TASK TO CARRY OUT:
All of the data should be output character for character, except the pictures.

-- START OF DATASET ENTRIES --

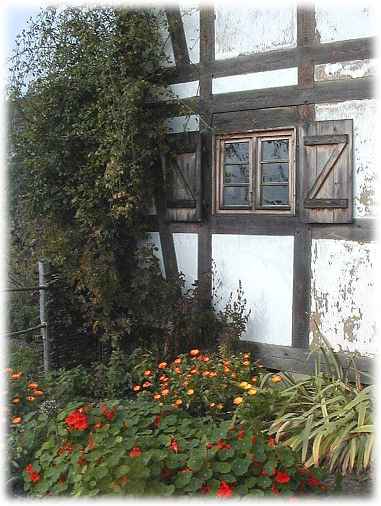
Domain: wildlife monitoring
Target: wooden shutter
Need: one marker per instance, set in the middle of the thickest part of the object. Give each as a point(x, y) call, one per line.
point(327, 171)
point(183, 178)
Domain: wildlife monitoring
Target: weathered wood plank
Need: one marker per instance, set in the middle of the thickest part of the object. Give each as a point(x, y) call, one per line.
point(177, 34)
point(299, 360)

-- END OF DATASET ENTRIES --

RESULT:
Domain: wildlife monitoring
Target: wooden shutter
Need: one marker per instance, set in the middle of the thickest part of the object. Give each as a point(x, y) call, one per line.
point(327, 171)
point(183, 178)
Domain: wildlife monitoring
Target: weathered wood plank
Need: one marker per instance, set in the middle of the thickest part of the object. Give each as a point(x, y) call, one per line.
point(177, 34)
point(299, 360)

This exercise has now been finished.